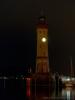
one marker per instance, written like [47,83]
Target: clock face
[43,39]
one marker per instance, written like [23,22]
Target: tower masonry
[42,59]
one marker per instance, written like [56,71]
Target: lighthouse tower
[42,59]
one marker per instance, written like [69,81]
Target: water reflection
[45,93]
[16,89]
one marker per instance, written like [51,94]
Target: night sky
[18,20]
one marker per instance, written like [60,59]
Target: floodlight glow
[44,39]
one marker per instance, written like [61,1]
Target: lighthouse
[42,58]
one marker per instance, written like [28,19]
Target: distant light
[44,39]
[68,79]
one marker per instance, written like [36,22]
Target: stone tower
[42,59]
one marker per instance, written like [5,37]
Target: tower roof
[42,22]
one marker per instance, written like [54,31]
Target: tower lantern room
[42,59]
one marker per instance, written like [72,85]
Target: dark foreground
[18,90]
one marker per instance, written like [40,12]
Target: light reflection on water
[18,89]
[46,94]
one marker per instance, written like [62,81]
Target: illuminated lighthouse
[42,59]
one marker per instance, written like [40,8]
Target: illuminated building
[42,59]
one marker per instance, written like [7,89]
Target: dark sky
[18,20]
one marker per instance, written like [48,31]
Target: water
[21,90]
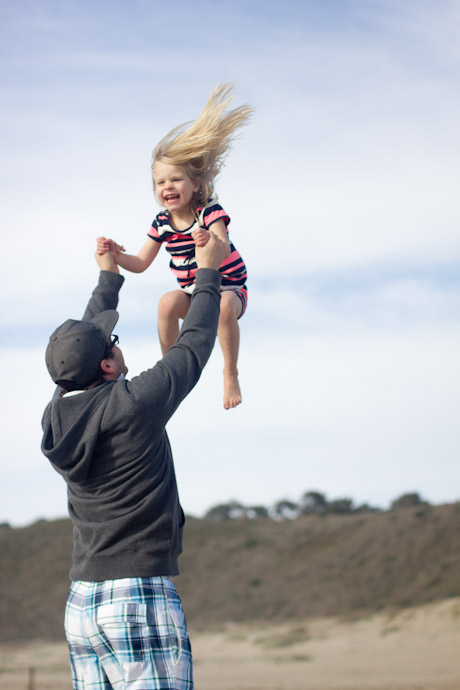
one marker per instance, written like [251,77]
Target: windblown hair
[202,146]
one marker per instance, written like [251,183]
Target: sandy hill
[256,570]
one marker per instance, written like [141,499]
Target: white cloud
[343,198]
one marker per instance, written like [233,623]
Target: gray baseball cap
[76,349]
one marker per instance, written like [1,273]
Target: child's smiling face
[174,188]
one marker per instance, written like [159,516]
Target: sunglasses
[114,340]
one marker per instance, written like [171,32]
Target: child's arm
[136,263]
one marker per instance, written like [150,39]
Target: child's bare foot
[232,392]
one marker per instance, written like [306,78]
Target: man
[106,436]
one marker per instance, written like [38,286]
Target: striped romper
[181,247]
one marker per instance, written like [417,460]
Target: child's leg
[229,338]
[171,307]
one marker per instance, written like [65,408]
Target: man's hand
[106,262]
[213,253]
[105,244]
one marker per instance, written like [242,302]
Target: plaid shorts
[128,634]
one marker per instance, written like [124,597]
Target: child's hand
[201,237]
[105,245]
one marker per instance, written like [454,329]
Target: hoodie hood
[71,427]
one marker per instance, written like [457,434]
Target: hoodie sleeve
[104,296]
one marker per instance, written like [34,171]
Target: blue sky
[343,194]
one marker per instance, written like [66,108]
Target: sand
[413,649]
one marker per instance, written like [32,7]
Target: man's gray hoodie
[110,445]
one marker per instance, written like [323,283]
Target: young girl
[185,164]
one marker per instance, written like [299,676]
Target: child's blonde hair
[201,146]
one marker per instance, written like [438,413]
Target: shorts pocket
[125,628]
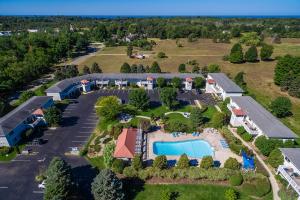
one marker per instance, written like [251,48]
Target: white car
[42,185]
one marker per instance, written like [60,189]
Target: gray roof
[225,83]
[269,124]
[64,84]
[293,154]
[9,121]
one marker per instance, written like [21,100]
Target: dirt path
[274,184]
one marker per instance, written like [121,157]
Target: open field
[259,76]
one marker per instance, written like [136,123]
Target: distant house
[128,144]
[221,86]
[28,115]
[256,120]
[290,170]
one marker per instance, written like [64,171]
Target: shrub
[183,162]
[231,194]
[137,162]
[5,150]
[232,163]
[160,162]
[207,162]
[118,166]
[236,180]
[275,158]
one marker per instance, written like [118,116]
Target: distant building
[256,120]
[28,115]
[221,86]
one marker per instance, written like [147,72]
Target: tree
[232,163]
[125,68]
[168,97]
[107,186]
[176,82]
[207,162]
[155,68]
[59,180]
[95,68]
[236,54]
[86,70]
[196,118]
[183,162]
[53,116]
[160,162]
[199,82]
[213,68]
[251,54]
[181,68]
[266,52]
[139,98]
[137,162]
[129,51]
[25,96]
[108,107]
[275,158]
[281,107]
[161,82]
[108,151]
[161,55]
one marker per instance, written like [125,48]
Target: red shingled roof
[238,112]
[125,147]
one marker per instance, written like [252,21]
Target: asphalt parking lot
[17,178]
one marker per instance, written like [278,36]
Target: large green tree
[59,180]
[107,186]
[139,98]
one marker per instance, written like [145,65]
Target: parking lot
[79,120]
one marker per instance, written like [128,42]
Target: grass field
[259,76]
[189,192]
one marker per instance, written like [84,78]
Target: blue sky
[147,7]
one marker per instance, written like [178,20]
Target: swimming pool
[193,148]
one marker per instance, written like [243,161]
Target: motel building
[26,116]
[221,86]
[256,120]
[129,143]
[290,169]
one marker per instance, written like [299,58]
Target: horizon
[153,8]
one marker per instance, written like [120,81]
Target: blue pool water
[193,148]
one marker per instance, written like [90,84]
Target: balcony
[287,174]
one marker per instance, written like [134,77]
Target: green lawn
[185,192]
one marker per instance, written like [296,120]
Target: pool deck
[213,137]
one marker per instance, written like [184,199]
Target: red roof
[189,79]
[238,112]
[125,147]
[211,81]
[84,81]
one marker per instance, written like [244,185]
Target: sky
[150,7]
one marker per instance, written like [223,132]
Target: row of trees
[251,55]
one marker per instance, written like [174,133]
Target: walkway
[274,184]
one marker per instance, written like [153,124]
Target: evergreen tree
[59,180]
[95,68]
[236,54]
[107,186]
[125,68]
[251,54]
[155,68]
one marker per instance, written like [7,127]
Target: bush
[183,162]
[232,163]
[118,166]
[207,162]
[5,150]
[160,162]
[230,194]
[236,180]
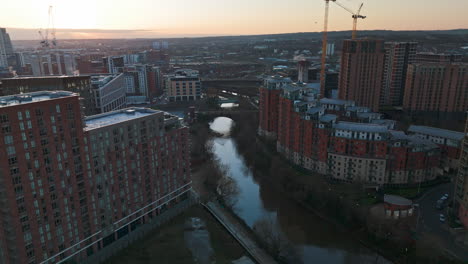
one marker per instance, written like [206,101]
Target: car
[442,218]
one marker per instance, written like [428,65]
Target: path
[239,233]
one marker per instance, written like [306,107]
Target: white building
[109,92]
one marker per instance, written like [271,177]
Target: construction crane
[324,48]
[45,42]
[355,17]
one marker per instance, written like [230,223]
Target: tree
[274,240]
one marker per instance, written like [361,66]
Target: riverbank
[335,203]
[167,245]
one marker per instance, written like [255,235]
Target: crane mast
[324,49]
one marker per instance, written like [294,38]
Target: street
[429,221]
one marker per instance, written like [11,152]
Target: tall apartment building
[6,49]
[71,186]
[109,92]
[398,55]
[268,108]
[76,84]
[183,85]
[362,69]
[423,57]
[437,87]
[461,187]
[346,142]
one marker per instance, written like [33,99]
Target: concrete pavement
[429,220]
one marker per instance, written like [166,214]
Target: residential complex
[183,85]
[6,49]
[437,87]
[109,92]
[398,55]
[73,185]
[461,188]
[362,70]
[347,142]
[76,84]
[423,57]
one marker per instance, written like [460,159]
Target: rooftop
[328,118]
[437,132]
[336,101]
[361,127]
[27,98]
[397,200]
[115,117]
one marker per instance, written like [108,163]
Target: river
[317,241]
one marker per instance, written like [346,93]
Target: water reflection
[317,241]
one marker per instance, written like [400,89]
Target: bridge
[240,233]
[241,87]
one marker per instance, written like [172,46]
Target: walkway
[239,233]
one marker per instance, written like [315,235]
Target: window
[3,118]
[8,140]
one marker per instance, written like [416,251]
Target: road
[429,219]
[239,233]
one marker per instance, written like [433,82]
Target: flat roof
[397,200]
[46,77]
[335,101]
[361,127]
[437,132]
[33,97]
[115,117]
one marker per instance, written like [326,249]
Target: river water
[316,240]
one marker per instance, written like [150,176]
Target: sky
[170,18]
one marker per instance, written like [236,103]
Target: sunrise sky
[159,18]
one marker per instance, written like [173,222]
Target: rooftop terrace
[27,98]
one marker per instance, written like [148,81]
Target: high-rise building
[76,84]
[461,188]
[362,68]
[437,88]
[71,186]
[6,49]
[398,55]
[303,71]
[183,85]
[109,92]
[268,108]
[438,57]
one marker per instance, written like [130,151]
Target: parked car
[442,218]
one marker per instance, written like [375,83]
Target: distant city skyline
[156,18]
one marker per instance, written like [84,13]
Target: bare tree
[275,241]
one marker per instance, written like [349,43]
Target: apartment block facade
[183,85]
[72,185]
[362,70]
[437,88]
[461,187]
[109,92]
[76,84]
[346,142]
[398,55]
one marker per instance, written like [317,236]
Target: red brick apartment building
[346,142]
[72,185]
[362,69]
[437,88]
[461,187]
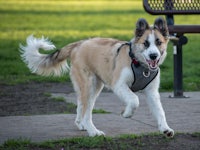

EXERCISE BRIEF: Nothing but the lines from the one with "Target: evergreen tree" to the one with "one marker per instance, written like [361,66]" above, both included, should be transcribed, exactly and without pictures.

ANSWER TO THIS PROBLEM:
Target: evergreen tree
[59,180]
[95,68]
[236,54]
[107,186]
[125,68]
[251,54]
[155,68]
one marker per instance, written like [7,127]
Target: bush
[183,162]
[232,163]
[118,166]
[207,162]
[5,150]
[160,162]
[230,194]
[236,180]
one marker per instance, written like [206,101]
Target: car
[442,218]
one marker per instance, written like [428,65]
Target: path
[239,233]
one marker per instance, written like [306,107]
Target: white building
[109,92]
one marker per instance, written like [271,177]
Target: construction crane
[324,48]
[45,42]
[355,17]
one marker per instance, written like [230,223]
Target: tree
[274,240]
one marker per instance, written like [361,66]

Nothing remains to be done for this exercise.